Supplied data |
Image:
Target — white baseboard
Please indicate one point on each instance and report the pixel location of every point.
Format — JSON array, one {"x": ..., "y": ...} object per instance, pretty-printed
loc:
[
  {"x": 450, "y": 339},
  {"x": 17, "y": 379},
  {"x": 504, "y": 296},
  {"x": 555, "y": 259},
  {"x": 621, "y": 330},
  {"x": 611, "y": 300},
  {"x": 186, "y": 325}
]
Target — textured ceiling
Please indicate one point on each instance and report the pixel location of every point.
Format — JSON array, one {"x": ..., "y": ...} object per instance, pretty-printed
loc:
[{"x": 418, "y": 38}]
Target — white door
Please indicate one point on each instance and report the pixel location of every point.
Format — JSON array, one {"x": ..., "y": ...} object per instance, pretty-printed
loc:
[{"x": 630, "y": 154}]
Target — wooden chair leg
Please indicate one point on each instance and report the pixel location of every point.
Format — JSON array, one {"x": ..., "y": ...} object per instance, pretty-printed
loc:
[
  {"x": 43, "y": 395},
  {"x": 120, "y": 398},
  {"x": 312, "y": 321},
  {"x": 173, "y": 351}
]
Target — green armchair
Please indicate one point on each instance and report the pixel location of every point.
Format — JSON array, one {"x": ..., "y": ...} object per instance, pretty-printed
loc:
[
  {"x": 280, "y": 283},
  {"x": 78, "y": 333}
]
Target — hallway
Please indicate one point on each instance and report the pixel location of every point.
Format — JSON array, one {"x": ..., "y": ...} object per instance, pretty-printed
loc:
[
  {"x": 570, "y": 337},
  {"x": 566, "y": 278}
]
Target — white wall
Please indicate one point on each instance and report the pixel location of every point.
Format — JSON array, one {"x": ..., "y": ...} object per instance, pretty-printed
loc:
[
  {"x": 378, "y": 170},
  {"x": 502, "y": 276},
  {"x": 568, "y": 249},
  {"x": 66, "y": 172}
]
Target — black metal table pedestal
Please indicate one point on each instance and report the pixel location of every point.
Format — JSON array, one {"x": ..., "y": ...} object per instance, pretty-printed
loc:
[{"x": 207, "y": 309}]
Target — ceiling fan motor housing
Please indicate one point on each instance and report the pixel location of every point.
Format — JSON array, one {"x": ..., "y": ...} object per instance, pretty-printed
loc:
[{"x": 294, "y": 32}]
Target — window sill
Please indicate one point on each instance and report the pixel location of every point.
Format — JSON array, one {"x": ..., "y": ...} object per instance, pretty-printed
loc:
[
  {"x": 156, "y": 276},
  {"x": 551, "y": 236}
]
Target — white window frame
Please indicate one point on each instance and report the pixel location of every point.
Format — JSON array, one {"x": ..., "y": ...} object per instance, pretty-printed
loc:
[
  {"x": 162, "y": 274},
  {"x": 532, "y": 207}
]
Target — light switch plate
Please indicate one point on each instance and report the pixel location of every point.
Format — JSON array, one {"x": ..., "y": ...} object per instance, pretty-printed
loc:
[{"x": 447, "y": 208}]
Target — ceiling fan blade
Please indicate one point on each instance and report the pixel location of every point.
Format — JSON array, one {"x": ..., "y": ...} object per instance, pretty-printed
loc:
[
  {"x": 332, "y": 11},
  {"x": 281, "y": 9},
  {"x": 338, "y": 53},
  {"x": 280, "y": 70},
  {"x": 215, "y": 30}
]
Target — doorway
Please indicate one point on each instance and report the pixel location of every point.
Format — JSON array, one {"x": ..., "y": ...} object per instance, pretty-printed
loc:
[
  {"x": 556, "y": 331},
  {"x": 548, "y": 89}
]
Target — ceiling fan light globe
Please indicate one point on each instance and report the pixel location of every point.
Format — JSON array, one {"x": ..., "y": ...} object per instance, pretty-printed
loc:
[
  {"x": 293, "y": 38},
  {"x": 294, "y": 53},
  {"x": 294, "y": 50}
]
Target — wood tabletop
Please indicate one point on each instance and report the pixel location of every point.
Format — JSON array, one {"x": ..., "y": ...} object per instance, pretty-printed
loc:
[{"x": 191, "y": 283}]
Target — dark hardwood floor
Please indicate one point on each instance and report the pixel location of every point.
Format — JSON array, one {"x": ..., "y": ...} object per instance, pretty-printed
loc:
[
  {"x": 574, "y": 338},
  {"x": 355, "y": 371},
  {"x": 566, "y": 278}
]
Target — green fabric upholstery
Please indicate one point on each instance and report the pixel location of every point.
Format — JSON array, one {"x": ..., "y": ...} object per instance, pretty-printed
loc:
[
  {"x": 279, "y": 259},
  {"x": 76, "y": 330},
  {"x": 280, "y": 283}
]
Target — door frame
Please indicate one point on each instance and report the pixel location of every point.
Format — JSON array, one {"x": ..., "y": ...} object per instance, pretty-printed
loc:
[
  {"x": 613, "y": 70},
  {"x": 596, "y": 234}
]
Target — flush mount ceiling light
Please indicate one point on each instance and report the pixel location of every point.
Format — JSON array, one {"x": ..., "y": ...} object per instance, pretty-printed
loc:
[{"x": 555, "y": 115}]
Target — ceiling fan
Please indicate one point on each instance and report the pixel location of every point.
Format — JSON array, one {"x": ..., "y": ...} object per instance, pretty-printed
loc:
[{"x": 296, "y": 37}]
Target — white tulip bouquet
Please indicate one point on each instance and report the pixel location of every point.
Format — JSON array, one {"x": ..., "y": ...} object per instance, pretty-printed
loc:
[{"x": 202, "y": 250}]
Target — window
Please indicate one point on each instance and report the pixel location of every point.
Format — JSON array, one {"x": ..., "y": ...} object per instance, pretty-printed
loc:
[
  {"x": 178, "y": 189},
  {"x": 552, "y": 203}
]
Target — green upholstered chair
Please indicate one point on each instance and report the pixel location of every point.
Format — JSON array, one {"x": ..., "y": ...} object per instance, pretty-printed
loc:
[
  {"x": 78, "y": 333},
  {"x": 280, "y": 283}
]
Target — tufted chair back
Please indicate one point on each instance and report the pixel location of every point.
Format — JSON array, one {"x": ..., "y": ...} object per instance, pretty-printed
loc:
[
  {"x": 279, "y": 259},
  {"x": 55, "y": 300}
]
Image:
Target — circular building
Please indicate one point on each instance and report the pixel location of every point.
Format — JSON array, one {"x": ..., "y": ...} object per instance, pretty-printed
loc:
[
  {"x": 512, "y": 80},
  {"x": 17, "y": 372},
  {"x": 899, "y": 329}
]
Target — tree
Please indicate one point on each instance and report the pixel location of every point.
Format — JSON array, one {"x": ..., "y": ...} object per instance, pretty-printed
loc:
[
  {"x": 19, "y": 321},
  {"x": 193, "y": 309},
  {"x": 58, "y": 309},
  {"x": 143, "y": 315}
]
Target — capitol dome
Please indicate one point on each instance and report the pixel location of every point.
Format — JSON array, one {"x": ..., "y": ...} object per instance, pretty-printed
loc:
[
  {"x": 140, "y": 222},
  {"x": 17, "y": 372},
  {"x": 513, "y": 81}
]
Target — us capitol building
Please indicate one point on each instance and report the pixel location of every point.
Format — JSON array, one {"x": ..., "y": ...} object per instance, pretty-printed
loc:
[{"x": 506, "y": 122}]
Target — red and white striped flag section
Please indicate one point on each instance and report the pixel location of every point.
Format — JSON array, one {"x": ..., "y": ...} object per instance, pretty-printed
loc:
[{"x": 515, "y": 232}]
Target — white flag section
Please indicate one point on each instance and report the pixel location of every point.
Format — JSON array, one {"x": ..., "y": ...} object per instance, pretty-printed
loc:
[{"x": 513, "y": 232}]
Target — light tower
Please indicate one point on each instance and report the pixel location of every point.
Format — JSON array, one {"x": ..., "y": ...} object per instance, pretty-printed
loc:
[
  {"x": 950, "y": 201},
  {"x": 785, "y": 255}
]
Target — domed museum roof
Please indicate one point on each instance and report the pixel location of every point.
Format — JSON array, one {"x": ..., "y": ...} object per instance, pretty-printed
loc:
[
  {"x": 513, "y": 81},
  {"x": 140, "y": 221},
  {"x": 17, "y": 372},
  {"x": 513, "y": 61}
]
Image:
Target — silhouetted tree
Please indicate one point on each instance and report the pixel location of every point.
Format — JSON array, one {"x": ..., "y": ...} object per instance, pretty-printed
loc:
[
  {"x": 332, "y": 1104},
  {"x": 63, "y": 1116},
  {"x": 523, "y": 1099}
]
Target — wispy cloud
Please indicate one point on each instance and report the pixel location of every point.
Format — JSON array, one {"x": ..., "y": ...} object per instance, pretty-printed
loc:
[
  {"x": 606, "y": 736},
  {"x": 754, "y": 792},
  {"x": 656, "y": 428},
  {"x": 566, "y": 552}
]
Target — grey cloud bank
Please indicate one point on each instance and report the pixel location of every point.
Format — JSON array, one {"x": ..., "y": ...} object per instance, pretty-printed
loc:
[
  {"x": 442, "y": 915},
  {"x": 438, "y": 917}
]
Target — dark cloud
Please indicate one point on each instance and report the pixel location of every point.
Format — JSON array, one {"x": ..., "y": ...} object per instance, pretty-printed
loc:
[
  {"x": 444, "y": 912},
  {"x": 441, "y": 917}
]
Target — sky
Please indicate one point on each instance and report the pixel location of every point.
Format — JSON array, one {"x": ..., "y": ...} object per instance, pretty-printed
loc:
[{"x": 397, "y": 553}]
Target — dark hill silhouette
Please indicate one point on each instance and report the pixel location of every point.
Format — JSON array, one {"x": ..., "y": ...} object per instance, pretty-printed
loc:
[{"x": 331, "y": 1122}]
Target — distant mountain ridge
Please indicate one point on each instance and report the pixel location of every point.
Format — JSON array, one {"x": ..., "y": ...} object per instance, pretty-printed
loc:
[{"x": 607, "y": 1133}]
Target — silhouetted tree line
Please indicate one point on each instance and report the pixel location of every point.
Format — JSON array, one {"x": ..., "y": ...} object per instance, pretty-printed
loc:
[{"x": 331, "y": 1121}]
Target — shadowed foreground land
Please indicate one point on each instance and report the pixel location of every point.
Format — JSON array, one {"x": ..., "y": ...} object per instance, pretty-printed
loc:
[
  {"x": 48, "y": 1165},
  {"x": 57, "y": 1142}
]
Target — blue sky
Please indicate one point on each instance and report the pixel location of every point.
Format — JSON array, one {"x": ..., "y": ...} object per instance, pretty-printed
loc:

What you need to do |
Exactly and exclusively, repeat the lines from the line that contains "Target — dark hill silhouette" through the end of the records, both ends included.

Exercise response |
Target — dark hill silhouette
Please indicate one point on each instance and report the pixel location of every point.
Format — JSON array, one {"x": ..., "y": ...} object per instance, pretty-printed
loc:
[{"x": 331, "y": 1122}]
Target — distant mountain ridge
Please indicate one point on each instance and report the pixel location of every point.
Format — JSON array, one {"x": ..., "y": ...} object per instance, pretty-printed
loc:
[{"x": 607, "y": 1133}]
Target — silhouetted tree line
Please indicate one point on each instance and report the pixel location of every point.
Format — JSON array, one {"x": ..., "y": ...} object per instance, pretty-printed
loc:
[{"x": 331, "y": 1121}]
Target — shadowed foreground land
Please indicate one point on each instance and report the pixel location of every point.
Format — JSON array, one {"x": ..., "y": ...} object per instance, pretty-printed
loc:
[
  {"x": 48, "y": 1165},
  {"x": 57, "y": 1142}
]
Target — blue sky
Please indicate one point on each instance and report the pixel location of every point.
Format — JSON array, one {"x": ..., "y": ...} object per instance, pretty-printed
loc:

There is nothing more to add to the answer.